■ **Work request**
If a line of the records holds the word "safety", copy it out.

**** Data records ****

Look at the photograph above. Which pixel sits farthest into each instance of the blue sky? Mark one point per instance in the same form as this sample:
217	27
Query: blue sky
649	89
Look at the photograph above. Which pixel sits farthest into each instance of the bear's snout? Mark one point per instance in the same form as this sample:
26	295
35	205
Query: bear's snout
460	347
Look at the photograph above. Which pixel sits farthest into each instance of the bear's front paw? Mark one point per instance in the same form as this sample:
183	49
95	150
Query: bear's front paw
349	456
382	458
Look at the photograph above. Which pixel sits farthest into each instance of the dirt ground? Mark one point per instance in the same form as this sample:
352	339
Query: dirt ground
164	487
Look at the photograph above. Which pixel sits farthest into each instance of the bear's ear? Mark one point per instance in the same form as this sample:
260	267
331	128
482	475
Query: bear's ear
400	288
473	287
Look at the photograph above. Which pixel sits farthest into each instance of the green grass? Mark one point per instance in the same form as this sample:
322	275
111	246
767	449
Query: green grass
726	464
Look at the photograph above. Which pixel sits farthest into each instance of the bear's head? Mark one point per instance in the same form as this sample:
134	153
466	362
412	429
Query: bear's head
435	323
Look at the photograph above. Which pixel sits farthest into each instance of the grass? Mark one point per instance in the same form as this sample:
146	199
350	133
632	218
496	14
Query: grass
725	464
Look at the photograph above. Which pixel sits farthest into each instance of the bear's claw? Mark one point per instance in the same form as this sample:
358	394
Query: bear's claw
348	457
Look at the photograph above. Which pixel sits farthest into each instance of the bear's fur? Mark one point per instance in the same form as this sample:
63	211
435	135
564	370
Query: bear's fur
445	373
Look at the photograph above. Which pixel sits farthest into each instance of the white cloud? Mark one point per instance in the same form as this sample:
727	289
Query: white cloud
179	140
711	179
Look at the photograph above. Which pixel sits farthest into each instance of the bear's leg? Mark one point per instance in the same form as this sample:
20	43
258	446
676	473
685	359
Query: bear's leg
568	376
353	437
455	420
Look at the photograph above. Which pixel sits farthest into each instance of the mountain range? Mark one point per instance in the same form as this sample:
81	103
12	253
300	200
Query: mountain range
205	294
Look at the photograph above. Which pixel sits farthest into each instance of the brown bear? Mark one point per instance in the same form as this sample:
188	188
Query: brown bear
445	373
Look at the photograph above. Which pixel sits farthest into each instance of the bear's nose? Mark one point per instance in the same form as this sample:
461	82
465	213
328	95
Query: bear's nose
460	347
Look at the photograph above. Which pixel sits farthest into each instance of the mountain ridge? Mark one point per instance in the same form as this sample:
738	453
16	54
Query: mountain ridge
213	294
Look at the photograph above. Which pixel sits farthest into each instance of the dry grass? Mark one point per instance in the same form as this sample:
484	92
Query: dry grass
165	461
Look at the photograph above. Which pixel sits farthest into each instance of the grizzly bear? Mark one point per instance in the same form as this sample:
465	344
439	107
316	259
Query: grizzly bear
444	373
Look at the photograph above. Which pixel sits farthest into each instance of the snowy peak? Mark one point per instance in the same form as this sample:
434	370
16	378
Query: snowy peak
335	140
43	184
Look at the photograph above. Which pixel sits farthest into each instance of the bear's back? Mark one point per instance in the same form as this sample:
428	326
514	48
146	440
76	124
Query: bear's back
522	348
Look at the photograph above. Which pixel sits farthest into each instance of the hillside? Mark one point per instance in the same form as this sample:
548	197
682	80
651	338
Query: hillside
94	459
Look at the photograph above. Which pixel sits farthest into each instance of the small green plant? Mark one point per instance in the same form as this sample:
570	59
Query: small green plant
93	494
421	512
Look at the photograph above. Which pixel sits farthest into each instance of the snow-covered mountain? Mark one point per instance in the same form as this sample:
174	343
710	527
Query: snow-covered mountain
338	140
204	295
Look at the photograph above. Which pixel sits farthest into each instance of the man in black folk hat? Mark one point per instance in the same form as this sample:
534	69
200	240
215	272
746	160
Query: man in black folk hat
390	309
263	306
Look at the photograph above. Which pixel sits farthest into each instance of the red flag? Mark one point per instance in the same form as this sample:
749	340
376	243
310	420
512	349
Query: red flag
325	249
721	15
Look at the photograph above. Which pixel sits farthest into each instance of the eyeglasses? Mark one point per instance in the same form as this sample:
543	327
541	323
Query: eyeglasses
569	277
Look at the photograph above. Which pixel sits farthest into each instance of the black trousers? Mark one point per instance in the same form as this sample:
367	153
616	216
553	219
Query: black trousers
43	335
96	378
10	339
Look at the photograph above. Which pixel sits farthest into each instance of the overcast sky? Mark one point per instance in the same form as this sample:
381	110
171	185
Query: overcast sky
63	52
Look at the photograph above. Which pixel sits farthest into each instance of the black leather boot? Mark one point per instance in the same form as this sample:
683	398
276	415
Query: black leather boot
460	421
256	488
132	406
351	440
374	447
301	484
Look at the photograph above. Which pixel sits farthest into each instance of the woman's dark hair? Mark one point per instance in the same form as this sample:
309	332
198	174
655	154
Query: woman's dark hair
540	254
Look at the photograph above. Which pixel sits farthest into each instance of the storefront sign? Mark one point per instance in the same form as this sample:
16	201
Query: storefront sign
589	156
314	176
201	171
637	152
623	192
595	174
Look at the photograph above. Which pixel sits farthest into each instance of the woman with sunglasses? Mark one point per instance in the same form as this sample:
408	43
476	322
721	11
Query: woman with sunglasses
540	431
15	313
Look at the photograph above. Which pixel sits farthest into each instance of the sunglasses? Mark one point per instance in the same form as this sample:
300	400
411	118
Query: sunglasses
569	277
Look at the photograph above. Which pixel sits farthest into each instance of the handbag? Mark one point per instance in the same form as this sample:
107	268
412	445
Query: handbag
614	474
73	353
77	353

****
**** Data records ****

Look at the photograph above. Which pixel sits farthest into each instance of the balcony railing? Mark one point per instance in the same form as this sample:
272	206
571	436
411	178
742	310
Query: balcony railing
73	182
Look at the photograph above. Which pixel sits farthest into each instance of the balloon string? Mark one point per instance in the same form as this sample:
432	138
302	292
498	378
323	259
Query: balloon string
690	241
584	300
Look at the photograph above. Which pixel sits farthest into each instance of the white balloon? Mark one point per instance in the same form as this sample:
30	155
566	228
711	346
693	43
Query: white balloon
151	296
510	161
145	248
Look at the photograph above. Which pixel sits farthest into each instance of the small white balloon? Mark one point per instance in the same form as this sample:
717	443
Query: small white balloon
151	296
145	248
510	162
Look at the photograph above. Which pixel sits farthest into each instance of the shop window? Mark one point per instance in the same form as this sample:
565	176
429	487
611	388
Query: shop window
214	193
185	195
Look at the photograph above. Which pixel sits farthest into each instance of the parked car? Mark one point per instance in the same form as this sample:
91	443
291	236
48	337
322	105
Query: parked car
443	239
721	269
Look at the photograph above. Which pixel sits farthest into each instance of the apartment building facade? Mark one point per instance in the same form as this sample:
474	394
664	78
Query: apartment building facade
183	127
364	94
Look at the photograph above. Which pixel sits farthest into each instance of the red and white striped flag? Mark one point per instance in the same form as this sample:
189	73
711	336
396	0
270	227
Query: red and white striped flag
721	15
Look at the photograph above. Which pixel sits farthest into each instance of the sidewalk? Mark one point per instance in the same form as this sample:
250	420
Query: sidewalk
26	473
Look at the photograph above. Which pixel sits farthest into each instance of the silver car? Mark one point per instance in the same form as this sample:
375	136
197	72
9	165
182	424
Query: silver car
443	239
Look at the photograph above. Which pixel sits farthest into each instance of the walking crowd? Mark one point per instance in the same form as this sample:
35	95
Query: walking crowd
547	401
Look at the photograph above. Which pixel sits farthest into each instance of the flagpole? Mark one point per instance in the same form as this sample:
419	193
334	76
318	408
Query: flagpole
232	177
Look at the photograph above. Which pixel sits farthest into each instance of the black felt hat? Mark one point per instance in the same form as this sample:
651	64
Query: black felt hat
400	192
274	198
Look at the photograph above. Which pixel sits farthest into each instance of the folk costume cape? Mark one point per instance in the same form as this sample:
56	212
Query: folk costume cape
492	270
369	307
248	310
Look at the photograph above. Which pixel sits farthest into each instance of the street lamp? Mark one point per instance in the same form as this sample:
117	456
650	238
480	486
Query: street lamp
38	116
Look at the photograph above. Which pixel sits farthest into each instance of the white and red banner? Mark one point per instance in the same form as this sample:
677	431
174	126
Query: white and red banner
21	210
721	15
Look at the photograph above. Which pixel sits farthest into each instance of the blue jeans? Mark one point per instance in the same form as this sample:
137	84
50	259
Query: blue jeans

****
**** Data records ****

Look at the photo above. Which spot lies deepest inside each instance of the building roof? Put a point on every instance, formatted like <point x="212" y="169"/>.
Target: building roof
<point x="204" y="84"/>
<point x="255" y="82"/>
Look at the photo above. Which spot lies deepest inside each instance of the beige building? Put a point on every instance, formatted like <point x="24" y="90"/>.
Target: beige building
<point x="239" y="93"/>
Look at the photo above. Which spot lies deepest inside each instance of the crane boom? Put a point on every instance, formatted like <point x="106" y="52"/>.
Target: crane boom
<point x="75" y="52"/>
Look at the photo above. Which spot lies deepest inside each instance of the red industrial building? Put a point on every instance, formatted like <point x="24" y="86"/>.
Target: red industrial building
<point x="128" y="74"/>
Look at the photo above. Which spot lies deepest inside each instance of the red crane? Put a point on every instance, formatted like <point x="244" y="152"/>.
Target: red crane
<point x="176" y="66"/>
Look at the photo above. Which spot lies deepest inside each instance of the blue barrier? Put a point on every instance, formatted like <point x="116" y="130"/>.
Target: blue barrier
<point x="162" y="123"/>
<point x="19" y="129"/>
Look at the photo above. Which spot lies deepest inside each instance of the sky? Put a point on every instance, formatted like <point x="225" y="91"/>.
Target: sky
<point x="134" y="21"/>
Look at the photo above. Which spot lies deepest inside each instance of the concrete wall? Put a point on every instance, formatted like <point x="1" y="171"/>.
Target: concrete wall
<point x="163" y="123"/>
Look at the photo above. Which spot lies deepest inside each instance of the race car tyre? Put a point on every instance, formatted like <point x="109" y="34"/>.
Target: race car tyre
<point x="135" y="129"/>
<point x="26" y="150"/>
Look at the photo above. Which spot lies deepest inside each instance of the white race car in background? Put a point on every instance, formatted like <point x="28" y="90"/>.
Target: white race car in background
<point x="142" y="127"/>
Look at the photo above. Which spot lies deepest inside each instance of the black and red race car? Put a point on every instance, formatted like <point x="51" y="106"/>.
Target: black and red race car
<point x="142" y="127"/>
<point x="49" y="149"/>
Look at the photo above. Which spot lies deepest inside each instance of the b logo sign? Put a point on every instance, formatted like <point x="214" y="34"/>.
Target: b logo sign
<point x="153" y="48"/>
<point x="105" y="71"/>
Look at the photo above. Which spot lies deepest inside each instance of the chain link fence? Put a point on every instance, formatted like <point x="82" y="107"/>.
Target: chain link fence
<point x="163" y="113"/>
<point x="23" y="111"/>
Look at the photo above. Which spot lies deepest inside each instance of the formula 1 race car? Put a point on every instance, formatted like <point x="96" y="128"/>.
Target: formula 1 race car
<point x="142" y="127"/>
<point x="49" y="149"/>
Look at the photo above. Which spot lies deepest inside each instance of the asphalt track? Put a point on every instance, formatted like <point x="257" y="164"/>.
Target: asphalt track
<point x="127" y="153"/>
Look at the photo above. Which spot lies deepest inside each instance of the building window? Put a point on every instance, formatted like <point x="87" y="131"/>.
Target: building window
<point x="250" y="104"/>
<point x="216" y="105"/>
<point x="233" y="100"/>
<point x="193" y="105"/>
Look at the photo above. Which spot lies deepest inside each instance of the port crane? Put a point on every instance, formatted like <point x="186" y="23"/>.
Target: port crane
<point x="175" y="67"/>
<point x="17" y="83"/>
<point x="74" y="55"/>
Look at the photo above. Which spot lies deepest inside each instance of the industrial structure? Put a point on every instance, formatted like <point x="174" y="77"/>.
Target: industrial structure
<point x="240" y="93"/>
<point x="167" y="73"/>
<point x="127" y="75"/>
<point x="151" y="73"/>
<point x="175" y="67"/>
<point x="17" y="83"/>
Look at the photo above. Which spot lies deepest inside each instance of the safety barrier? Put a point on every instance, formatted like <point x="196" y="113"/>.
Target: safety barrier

****

■ **Response to the task**
Look at the photo above. Which spot lies deepest inside each instance of the safety barrier? Put a point on every instance, formatted like <point x="196" y="113"/>.
Target: safety barrier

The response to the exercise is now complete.